Challenge: Rescale the records below, starting at their first line and ending at the line containing "(1150, 461)", and give all of those lines again with the requests included. Multiply every coordinate in the answers by 1.55 and round each result to a whole number, with halves rounded up.

Excerpts from a point labeling dataset
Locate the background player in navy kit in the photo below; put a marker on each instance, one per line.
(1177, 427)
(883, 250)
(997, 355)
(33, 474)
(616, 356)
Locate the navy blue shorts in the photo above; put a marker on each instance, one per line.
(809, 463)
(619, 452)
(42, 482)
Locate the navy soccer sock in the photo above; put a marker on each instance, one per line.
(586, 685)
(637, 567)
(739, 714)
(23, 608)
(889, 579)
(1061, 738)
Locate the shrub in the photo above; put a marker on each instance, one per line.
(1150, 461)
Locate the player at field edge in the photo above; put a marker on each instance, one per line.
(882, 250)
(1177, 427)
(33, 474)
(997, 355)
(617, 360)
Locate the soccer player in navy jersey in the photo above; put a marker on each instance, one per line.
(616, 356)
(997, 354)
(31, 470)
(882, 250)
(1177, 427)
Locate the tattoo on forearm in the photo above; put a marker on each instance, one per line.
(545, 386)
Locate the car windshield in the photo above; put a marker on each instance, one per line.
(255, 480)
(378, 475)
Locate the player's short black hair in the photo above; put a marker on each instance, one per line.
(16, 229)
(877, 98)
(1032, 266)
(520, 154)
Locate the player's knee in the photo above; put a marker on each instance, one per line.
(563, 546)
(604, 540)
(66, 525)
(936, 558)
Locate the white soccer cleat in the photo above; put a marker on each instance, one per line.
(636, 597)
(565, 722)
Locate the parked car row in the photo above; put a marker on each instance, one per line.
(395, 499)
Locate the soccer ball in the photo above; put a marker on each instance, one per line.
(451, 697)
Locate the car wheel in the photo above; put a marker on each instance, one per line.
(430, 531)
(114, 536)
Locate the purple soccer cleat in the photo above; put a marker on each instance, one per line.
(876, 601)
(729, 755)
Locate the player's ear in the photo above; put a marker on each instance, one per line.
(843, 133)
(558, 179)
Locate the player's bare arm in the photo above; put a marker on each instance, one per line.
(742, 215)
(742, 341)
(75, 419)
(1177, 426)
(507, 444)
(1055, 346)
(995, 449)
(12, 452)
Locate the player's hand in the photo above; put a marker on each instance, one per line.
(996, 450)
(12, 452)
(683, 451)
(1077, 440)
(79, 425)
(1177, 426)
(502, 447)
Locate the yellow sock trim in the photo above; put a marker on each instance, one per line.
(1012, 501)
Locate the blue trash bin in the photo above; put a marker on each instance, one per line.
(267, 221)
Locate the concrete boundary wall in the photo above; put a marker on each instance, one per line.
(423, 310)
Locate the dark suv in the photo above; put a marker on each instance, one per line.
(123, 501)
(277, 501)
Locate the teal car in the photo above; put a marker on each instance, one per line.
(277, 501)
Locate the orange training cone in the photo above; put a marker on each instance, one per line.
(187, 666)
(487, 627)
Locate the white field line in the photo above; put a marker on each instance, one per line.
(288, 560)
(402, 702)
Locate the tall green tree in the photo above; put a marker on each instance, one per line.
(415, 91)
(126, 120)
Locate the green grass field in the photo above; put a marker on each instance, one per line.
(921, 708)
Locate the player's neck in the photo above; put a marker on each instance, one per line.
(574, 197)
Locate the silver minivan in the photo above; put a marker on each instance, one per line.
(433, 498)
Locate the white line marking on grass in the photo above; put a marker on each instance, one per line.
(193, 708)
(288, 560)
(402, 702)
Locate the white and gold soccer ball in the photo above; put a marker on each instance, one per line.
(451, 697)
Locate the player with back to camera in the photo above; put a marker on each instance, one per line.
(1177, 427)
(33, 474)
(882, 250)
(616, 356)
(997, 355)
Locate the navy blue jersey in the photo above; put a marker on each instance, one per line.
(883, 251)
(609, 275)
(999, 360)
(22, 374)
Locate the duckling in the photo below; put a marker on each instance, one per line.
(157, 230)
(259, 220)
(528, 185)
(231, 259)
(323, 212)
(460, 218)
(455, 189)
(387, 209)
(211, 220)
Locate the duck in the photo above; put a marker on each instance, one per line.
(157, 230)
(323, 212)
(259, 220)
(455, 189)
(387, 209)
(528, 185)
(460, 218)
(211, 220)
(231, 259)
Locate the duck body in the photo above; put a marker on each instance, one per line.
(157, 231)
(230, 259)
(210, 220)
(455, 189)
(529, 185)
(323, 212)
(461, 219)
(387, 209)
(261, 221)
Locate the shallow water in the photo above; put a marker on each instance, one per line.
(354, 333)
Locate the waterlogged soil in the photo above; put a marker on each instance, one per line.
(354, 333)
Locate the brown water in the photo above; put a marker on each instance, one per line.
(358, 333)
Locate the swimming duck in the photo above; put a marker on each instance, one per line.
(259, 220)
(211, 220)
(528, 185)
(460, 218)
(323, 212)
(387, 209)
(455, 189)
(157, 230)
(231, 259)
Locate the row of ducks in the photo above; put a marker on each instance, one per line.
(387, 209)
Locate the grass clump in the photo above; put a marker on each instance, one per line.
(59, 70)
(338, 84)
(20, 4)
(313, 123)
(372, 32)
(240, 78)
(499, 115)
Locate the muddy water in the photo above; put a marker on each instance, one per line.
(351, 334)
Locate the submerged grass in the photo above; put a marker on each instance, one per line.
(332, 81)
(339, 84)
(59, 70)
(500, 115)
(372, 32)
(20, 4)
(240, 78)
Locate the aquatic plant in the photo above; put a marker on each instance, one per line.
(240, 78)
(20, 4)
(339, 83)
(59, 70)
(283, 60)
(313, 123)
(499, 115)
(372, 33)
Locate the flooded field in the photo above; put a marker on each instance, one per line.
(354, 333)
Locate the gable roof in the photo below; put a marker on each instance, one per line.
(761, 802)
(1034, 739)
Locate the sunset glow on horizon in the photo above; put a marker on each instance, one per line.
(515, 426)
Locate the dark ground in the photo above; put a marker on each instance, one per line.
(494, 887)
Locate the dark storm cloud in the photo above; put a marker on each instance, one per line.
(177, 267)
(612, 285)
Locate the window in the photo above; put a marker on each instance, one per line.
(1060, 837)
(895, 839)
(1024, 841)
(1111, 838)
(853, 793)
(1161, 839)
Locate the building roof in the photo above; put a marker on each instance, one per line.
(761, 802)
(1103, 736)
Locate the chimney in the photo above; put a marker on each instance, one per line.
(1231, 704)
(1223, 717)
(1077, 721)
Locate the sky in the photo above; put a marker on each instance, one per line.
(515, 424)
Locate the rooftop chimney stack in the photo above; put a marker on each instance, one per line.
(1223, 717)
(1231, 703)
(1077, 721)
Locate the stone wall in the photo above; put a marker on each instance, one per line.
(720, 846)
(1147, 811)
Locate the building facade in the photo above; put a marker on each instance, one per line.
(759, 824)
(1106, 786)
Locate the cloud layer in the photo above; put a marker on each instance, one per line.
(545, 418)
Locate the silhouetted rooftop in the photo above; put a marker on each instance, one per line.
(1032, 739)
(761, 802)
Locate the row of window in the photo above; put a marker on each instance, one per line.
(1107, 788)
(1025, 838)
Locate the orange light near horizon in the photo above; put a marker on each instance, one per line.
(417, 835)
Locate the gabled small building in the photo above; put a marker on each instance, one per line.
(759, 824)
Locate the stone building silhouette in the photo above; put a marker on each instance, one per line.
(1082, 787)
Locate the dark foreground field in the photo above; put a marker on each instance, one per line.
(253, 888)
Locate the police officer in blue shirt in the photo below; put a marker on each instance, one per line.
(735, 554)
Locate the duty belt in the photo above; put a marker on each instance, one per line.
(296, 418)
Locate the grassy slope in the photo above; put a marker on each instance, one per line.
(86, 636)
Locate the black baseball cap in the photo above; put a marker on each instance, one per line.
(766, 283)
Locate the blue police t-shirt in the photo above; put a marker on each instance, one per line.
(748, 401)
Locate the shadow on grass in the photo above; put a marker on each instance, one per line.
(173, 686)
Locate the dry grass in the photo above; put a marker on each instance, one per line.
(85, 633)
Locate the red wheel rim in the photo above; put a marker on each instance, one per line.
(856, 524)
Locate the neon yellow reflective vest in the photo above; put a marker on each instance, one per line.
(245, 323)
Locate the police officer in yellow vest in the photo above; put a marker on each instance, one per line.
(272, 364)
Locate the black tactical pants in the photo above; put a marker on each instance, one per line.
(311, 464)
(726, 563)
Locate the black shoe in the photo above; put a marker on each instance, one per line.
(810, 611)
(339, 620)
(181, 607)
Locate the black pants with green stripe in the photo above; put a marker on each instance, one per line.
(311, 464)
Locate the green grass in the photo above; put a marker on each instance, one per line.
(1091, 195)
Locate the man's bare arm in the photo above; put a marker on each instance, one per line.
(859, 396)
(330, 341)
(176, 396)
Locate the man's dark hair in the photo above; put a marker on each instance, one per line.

Correct response:
Locate the background player in navy kit in the photo below; put a marker on each instance, one per line.
(1824, 662)
(1369, 388)
(1545, 550)
(51, 735)
(955, 552)
Locate the navy blue shorts in the photo above; put a marker on each instance, one per line.
(1254, 718)
(959, 701)
(65, 747)
Locate the navy soccer sock in the photo above; put a marker on each instance, one per line.
(908, 1062)
(987, 879)
(1145, 1107)
(36, 942)
(1378, 897)
(1645, 1144)
Locate the shrub in the photo above; put a marker on each instance, one per line.
(1783, 715)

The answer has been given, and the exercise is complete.